Some kinds of computations needed for mixed model summaries are computationally expensive, e.g. likelihood profiles or parametric bootstrapping. In this case `broom.mixed` may offer an option for passing a pre-computed object to `tidy()`, eg. the `profile` argument in the `tidy.merMod` (`lmer`/`glmer`) method.


# Related packages

There are many, many things one might want to do with a fitted model, and `broom.mixed` can only do a few of them.

- `emmeans`
- `multcomp`
- `car`
- `afex`
- `sjStats`/`sjPlots`
- `rockchalk`

## huxtable + broom.mixed

## dotwhisker + broom.mixed

`dotwhisker` is a convenient platform for creating dot-whisker plots - either directly from models or lists of models (`tidy()` methods are automatically called to convert the models to a tidy format), or from the (possibly post-processed) output of a `tidy()` call. There are a couple of caveats and issues to be aware of when using `dotwhisker` in conjunction with `broom.mixed`, however.

1. For fixed effects, the `group` value is set to `NA`: in the current CRAN version (0.5.0), an unfortunate `na.omit()` within the `dwplot` code will eliminate all of the fixed effects unless you drop this column before passing the results to `dwplot` (this [has been fixed](https://github.com/fsolt/dotwhisker/commit/e014e8dba95181dfcf5a68964cd7fdeb844e97cd) in the current GitHub version, which you can install with `devtools::install_github("fsolt/dotwhisker")`).

#### [Written problem 1]
List each bulleted entry under the "Related packages" heading of the broom.mixed passage.

#### [Working data]
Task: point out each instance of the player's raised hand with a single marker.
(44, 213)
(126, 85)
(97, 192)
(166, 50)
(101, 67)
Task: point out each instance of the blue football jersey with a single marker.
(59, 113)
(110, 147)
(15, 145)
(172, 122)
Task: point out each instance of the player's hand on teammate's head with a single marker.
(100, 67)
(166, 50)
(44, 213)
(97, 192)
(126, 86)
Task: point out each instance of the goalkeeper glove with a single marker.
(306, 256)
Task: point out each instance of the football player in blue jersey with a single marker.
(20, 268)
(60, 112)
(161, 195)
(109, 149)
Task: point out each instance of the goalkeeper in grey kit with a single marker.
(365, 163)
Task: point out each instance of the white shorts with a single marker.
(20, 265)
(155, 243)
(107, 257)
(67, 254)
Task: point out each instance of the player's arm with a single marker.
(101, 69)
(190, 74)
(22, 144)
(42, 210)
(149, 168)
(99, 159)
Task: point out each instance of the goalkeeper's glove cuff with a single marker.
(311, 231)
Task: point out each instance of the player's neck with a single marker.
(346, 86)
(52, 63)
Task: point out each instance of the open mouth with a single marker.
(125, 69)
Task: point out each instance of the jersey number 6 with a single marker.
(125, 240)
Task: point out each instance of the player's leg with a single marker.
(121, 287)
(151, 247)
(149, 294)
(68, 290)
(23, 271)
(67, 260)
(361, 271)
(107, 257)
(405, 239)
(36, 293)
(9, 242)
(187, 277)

...

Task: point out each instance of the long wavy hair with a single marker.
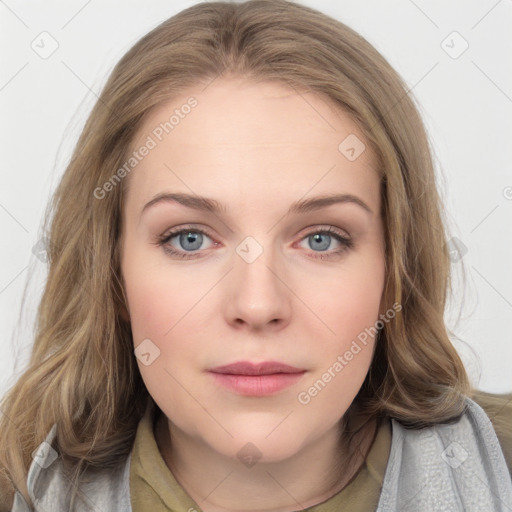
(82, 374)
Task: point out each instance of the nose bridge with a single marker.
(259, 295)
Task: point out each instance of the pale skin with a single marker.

#### [Written problem 2]
From the listing, write out the lines from the line with "Task: point out each instance of the long" up to and including the line with "Task: point out each instance of the pale", leaving out the pictures.

#### [Expected answer 1]
- `emmeans`
- `multcomp`
- `car`
- `afex`
- `sjStats`/`sjPlots`
- `rockchalk`

#### [Expected answer 2]
Task: point out each instance of the long wavy hair with a single marker.
(82, 374)
Task: point out each instance of the nose bridge with a single marker.
(259, 295)
Task: point out each instance of the pale skin with a single marker.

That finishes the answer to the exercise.